▸ **What is required**: Give back exactly the lines of the entries below from the line with "# for every instance of the woman, set" to the line with "# for every instance of the vertical", inclusive, and only those.

(Saved entries)
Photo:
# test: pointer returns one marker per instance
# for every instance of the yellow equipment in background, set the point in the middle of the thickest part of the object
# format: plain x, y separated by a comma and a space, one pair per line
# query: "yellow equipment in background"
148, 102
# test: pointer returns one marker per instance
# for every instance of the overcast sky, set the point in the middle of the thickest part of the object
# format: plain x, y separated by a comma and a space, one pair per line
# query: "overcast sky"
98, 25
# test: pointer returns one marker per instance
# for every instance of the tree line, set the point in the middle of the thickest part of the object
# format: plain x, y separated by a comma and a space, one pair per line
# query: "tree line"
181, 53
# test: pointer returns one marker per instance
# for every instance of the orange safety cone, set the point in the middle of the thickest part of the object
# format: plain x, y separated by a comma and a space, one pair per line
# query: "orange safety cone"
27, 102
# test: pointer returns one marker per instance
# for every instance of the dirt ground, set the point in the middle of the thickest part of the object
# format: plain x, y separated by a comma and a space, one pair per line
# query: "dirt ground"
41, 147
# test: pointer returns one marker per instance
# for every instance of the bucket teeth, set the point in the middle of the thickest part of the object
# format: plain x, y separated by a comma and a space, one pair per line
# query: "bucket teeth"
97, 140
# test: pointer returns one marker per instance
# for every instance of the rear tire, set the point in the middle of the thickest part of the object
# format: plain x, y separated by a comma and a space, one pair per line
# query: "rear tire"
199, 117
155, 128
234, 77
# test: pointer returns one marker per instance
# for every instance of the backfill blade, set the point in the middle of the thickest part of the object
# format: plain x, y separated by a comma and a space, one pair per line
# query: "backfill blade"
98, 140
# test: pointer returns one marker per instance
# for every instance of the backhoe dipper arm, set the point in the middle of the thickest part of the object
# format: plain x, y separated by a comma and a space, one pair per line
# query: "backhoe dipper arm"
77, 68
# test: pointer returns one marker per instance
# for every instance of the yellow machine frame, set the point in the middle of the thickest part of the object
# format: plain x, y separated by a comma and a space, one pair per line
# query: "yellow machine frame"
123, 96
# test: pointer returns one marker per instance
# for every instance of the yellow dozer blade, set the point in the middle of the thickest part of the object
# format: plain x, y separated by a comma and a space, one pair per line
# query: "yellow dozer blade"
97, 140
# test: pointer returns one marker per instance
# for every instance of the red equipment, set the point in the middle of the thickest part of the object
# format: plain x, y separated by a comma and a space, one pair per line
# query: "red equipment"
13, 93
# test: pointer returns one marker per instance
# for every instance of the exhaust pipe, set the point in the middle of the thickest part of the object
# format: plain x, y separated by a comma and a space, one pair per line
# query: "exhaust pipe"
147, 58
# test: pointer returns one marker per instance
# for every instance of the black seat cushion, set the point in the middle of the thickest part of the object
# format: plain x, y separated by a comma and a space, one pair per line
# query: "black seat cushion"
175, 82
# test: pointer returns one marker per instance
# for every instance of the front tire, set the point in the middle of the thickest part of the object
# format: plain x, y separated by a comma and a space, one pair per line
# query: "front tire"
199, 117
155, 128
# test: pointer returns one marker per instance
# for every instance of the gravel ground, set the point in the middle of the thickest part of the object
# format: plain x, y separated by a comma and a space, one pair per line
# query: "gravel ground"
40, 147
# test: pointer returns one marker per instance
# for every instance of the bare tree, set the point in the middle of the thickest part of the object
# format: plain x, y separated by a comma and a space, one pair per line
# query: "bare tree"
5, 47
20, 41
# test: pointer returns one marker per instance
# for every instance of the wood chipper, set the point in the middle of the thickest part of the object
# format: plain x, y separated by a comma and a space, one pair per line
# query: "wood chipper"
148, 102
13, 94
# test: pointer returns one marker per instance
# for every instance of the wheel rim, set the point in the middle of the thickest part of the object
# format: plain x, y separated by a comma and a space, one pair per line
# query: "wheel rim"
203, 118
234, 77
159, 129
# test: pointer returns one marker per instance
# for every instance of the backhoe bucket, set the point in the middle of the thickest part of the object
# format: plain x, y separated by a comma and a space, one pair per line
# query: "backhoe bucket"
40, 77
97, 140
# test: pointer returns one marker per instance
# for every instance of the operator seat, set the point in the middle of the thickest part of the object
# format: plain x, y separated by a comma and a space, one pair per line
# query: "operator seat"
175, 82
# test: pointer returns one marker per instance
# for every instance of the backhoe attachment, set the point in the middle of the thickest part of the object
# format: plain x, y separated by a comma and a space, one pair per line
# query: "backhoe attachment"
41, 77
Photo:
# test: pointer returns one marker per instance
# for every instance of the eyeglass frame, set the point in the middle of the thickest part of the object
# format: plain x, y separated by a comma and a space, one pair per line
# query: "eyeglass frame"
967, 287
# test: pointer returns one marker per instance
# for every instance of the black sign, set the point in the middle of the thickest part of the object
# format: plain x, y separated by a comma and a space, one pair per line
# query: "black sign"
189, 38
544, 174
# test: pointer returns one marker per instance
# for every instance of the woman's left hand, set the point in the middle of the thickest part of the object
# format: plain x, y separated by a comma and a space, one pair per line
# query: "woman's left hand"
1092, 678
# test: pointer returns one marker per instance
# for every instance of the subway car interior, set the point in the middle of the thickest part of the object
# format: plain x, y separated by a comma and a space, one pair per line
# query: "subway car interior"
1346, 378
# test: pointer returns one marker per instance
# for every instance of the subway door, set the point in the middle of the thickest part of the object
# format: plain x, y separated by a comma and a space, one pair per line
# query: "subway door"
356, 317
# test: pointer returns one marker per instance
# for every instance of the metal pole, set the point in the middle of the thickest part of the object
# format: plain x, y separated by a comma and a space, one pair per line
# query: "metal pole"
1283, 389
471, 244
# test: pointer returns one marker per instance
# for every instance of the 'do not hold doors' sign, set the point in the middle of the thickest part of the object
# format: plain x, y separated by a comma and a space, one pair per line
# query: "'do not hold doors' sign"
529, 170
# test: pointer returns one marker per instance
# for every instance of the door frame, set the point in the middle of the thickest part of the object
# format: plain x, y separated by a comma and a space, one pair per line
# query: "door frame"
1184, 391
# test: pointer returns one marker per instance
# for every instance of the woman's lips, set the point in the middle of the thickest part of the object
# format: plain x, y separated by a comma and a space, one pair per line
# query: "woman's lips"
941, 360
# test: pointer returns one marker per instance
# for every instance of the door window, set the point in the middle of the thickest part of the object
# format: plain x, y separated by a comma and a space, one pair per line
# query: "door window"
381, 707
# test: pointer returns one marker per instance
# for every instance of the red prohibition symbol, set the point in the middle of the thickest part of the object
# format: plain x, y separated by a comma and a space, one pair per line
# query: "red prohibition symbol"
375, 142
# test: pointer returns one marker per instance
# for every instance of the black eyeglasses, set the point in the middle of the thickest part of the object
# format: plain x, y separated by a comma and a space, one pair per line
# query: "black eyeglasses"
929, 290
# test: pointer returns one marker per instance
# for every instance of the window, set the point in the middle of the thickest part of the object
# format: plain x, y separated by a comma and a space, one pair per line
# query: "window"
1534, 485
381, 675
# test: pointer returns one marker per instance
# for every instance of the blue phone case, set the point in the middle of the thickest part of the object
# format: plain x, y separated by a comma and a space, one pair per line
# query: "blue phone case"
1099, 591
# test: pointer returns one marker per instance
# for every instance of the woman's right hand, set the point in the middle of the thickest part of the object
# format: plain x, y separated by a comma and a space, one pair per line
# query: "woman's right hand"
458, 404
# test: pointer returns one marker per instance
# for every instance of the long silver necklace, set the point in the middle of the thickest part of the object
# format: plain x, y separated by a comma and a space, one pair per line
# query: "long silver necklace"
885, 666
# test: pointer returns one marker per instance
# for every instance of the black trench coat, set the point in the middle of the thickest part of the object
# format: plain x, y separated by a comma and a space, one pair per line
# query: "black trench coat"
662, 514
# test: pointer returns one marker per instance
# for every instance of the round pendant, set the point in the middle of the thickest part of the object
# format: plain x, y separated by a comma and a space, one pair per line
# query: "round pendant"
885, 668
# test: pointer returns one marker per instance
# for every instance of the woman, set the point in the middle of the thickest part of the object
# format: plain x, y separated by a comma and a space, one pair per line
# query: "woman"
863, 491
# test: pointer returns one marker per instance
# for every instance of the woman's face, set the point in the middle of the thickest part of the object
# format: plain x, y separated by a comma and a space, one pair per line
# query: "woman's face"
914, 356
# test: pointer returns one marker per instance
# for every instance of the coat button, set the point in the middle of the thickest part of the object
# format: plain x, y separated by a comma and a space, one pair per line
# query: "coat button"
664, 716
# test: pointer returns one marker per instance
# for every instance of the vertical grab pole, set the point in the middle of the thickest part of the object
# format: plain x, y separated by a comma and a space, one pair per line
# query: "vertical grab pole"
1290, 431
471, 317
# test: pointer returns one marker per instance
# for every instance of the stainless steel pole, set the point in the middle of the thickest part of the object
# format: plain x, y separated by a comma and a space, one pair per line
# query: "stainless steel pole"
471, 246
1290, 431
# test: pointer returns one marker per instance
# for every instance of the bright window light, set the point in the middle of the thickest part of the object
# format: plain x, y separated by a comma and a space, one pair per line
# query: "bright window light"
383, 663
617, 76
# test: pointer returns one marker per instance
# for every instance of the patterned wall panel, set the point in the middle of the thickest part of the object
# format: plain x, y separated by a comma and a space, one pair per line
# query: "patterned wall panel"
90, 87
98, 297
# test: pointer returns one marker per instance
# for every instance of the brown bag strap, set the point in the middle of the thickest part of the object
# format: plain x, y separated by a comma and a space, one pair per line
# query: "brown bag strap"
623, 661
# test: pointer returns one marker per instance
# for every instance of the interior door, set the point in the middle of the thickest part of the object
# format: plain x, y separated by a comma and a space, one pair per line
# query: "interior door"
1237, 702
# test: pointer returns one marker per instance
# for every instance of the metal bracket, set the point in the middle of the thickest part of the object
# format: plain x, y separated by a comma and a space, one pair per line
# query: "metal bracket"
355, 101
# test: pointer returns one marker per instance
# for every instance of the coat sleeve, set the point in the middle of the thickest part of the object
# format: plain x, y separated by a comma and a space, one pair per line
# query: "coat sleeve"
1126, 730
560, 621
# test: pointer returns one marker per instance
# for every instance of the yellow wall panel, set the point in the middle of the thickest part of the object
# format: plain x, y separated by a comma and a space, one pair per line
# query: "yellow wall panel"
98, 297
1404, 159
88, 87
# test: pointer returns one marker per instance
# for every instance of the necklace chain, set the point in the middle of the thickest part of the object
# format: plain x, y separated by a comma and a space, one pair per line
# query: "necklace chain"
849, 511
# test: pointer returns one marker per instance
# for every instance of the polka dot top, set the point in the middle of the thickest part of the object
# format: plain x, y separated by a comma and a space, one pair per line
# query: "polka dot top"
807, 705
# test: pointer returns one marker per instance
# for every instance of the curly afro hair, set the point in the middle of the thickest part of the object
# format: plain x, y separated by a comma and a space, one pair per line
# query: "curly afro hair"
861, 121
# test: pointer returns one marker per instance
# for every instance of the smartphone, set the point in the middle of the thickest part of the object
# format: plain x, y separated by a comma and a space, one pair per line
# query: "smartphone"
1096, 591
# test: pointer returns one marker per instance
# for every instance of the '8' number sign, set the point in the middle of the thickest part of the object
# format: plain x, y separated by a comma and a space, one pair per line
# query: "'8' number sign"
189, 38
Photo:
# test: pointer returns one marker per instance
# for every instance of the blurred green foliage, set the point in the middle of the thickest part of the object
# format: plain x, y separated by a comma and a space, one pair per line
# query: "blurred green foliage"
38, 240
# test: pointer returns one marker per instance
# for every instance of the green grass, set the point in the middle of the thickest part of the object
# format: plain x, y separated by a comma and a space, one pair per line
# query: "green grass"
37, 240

▸ **Your response**:
# for every instance of the woman, set the point in the middle of the thickest part of the object
# format: plain x, y separated by a comma and a space, one pair per line
# query: "woman"
863, 491
# test: pointer returns one marker per instance
# for every instance of the woman's face, set the point in the middle of the thickest part of the object
# format: plain x, y separated by a comma and a space, one pair per line
# query: "woman's face"
914, 356
# test: pointer returns one marker per instance
# for every instance of the coat button, set the point in the middle of the thickest part of the object
# format: plain x, y separated by a comma and a space, one pair per line
# query: "coat button"
664, 716
# test: pointer returns one marker per instance
# for every instance of the vertical grab pole, set the point in the middle of the thickest part of the object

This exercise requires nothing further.